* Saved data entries
┌────────
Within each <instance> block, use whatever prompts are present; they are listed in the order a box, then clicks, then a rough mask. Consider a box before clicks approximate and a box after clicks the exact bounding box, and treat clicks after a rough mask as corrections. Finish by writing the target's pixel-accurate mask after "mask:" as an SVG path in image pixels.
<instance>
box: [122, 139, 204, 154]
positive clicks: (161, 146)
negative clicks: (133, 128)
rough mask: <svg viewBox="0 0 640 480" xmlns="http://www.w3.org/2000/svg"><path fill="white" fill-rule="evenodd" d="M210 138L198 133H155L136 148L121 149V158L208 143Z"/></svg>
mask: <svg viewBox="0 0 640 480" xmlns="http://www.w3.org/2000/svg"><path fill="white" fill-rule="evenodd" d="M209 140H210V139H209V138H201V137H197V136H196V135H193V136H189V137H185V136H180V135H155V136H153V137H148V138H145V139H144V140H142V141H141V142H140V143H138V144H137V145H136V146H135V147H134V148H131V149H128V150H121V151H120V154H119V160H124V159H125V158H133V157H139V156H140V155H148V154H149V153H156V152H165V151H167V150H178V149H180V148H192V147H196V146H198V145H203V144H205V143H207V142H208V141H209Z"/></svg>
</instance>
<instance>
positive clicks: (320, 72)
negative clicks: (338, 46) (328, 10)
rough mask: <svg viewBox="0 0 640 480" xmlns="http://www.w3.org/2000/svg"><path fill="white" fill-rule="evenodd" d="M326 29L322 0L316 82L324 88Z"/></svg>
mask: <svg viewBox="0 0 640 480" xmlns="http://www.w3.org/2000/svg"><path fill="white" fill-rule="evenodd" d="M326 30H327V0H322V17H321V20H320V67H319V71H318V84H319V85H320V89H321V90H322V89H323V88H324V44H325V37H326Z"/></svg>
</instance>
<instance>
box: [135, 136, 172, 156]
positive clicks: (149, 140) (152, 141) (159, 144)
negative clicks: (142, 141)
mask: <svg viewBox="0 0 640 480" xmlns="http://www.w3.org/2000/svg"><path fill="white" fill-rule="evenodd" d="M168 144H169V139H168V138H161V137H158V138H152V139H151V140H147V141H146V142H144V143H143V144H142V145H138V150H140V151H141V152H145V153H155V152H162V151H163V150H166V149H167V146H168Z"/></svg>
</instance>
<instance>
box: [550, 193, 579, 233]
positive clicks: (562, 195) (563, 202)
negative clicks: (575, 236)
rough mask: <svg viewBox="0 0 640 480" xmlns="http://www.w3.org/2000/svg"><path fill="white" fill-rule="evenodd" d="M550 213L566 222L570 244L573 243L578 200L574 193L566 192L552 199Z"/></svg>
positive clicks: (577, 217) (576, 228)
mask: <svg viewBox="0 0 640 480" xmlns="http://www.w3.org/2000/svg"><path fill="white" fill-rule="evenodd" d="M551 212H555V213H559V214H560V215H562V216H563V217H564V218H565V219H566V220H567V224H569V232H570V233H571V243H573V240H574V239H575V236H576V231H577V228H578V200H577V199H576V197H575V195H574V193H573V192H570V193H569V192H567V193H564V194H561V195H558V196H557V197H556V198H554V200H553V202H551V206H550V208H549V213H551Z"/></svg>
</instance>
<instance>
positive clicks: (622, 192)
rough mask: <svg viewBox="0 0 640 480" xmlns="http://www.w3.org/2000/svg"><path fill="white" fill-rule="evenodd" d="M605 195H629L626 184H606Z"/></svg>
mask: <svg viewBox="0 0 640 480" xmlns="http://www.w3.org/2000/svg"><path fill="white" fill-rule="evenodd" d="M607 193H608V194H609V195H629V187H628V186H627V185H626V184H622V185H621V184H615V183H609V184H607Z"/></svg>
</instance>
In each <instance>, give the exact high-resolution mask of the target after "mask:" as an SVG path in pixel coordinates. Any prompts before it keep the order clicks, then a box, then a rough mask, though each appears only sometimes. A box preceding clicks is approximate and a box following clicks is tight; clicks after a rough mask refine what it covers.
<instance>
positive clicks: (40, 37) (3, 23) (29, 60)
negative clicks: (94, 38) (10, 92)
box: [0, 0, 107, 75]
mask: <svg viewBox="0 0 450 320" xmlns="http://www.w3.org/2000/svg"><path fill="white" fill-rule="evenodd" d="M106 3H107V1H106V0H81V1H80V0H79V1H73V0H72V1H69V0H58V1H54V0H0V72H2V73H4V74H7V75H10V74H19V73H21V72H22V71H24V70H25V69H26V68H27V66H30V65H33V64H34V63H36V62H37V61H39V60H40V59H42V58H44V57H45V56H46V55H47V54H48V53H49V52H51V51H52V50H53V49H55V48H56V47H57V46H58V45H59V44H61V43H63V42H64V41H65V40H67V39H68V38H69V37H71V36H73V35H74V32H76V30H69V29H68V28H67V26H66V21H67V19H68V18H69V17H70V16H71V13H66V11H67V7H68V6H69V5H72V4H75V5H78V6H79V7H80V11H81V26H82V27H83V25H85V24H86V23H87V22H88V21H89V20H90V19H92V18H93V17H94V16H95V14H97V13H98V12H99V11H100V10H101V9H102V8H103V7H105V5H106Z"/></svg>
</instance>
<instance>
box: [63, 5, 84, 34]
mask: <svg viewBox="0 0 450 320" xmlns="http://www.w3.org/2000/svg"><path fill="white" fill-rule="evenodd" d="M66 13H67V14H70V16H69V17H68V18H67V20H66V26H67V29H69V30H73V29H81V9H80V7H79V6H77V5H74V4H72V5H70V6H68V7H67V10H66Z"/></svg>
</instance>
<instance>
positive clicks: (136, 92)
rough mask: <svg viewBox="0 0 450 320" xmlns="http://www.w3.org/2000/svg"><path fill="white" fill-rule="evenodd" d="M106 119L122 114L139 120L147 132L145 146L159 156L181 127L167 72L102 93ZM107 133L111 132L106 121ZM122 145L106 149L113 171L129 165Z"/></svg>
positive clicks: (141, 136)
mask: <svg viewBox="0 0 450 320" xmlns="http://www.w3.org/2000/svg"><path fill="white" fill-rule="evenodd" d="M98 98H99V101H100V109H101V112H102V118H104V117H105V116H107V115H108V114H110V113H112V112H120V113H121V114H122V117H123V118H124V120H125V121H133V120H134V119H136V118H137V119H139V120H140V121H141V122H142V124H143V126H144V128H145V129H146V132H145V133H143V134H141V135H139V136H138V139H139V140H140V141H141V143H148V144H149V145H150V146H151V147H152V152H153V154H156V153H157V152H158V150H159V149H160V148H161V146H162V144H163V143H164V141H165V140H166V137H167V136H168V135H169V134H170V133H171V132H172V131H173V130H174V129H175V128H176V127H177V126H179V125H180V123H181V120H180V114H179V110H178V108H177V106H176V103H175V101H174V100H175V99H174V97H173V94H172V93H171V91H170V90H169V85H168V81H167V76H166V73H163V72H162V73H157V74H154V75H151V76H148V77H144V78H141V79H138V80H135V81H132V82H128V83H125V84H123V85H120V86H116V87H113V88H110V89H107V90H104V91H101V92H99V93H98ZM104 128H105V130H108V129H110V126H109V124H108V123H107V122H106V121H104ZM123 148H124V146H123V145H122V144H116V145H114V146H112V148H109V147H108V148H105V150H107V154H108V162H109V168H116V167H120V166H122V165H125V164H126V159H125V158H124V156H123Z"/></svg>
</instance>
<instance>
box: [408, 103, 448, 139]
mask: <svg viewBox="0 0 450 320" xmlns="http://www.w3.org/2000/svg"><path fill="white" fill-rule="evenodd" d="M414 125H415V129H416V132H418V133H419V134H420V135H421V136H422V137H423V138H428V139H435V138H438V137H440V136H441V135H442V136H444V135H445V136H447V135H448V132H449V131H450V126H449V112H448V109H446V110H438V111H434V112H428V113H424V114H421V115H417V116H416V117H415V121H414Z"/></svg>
└────────
* YOUR TASK
Using the records above, pull out each line where the word "approximate" occurs.

* TASK OUTPUT
Within each <instance> block, use whatever prompts are present; they are listed in the order a box, then clicks, then a rough mask. Consider a box before clicks approximate and a box after clicks the exact bounding box, and treat clicks after a rough mask as corrections. Finish by writing the target's pixel-accurate mask after "mask:" as an SVG path in image pixels.
In each <instance>, give the exact high-resolution mask of the target after "mask:" as an SVG path in pixel coordinates. Any prompts before it keep the order clicks, then a box, then a rough mask, though each appears only sometimes. A box preceding clicks is approximate and a box following clicks is tight; clicks after a rough mask refine what it covers.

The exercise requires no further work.